Photo-based referring expression data

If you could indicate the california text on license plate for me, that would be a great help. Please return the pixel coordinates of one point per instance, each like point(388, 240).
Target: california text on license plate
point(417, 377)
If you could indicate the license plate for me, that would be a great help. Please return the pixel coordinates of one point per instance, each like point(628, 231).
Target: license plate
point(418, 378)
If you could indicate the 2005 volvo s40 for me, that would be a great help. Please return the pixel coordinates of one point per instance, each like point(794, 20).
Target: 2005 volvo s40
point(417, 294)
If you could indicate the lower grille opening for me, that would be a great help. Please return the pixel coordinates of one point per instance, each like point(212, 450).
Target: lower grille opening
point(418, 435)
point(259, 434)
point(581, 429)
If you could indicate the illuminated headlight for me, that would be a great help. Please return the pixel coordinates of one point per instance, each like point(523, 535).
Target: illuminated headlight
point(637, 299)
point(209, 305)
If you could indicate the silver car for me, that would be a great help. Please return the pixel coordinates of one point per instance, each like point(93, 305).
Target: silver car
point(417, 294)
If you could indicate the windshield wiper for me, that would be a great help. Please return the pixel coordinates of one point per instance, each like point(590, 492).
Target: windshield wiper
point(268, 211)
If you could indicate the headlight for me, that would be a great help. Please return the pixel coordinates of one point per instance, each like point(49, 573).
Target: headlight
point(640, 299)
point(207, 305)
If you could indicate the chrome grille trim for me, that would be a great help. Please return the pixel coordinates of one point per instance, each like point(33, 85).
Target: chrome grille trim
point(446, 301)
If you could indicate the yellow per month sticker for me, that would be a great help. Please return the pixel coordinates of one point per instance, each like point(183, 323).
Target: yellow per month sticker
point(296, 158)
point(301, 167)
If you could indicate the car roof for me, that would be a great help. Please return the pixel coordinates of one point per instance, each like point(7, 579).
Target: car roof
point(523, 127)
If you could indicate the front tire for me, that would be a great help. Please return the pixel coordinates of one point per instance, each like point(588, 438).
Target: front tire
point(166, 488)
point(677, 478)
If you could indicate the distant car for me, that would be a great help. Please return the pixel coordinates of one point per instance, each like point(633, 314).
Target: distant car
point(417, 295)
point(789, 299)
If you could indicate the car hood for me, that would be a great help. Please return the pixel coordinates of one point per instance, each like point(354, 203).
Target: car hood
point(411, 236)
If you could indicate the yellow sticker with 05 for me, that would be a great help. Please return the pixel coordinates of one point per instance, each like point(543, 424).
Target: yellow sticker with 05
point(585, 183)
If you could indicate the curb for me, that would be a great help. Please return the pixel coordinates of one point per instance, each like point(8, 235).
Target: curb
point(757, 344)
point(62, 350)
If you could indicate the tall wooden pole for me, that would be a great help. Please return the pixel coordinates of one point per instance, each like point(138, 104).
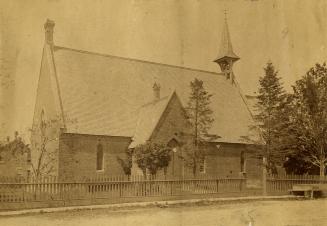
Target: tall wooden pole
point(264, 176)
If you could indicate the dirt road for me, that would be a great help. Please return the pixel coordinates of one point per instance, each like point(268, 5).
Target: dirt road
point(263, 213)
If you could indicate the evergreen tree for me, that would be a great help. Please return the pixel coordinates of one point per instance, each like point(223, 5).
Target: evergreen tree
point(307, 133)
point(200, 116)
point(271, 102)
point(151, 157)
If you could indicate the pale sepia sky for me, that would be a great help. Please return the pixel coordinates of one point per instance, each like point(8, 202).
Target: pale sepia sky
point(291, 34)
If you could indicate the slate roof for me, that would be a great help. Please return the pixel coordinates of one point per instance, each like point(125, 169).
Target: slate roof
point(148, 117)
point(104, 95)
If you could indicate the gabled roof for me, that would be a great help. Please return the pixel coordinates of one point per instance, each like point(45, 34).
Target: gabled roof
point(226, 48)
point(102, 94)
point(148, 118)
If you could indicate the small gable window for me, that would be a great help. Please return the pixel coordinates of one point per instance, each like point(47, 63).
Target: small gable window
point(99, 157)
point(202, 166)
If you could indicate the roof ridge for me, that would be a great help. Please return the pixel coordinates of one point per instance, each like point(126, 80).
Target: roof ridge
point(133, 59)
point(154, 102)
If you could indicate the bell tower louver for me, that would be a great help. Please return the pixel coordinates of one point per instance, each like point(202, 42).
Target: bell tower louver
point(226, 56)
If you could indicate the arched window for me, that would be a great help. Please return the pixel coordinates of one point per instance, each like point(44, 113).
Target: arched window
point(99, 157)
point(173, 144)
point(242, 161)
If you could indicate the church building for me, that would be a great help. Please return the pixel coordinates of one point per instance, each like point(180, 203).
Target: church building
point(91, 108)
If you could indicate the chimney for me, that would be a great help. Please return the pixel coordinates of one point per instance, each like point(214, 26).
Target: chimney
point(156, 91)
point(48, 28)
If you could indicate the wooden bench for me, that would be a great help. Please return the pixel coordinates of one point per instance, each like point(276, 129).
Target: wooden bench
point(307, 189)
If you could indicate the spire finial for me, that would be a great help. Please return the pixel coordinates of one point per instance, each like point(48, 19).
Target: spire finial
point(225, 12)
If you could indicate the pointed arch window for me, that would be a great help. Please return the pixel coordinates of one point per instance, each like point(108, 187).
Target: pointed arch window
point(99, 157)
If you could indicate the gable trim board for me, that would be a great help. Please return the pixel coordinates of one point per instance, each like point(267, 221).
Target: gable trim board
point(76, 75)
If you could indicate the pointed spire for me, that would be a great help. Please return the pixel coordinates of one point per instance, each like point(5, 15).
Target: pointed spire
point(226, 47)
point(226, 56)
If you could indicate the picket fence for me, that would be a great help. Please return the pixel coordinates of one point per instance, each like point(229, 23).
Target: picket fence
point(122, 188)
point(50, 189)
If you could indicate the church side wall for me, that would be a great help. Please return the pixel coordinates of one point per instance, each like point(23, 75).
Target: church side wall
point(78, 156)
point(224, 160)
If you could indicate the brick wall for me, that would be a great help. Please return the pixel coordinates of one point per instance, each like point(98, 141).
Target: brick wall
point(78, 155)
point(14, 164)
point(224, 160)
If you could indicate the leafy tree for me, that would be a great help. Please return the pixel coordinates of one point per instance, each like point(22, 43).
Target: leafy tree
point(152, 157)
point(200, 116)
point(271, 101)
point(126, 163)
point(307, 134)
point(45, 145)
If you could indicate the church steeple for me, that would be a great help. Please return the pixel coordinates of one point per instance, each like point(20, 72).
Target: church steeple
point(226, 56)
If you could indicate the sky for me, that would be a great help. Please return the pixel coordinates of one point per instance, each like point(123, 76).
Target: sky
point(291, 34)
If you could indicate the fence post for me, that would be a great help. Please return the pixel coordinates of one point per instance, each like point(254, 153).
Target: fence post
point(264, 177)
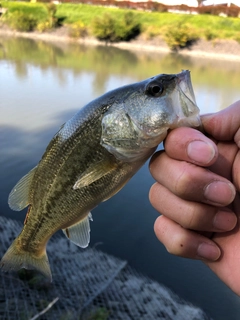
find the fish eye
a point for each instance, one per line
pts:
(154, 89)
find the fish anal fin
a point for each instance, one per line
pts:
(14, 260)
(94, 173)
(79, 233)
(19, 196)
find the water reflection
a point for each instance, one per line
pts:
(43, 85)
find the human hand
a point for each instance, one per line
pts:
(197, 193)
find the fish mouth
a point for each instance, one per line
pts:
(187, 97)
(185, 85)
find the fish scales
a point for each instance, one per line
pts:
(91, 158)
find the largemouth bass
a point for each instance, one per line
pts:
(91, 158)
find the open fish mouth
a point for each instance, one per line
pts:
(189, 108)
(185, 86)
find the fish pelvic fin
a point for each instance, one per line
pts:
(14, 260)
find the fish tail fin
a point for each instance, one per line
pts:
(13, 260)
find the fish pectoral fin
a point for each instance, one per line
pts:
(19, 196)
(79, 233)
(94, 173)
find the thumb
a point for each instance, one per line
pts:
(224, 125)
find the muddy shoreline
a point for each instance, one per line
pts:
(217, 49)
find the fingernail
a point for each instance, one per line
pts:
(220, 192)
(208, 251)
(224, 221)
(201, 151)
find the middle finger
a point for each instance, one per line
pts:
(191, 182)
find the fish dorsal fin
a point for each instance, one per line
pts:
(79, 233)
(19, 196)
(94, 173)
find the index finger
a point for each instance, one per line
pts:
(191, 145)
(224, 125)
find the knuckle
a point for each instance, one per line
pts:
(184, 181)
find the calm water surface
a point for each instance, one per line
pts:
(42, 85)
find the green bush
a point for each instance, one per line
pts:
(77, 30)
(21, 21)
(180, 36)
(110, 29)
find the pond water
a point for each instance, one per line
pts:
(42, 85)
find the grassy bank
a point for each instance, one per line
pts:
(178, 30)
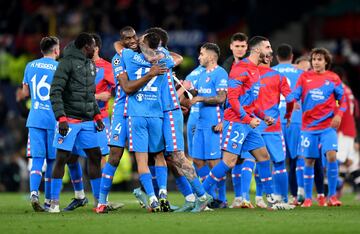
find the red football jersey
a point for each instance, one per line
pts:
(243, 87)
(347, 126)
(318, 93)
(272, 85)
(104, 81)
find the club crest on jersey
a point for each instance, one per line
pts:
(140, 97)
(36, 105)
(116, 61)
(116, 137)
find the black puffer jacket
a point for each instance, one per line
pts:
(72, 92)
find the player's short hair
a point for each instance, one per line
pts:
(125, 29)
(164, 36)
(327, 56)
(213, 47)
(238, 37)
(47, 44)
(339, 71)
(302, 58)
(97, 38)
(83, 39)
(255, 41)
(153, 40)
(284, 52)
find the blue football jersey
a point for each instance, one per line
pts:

• _Exercise instructions_: Count how many lines above include the word "jersey" and answer with that figure only.

• _Task output_: 3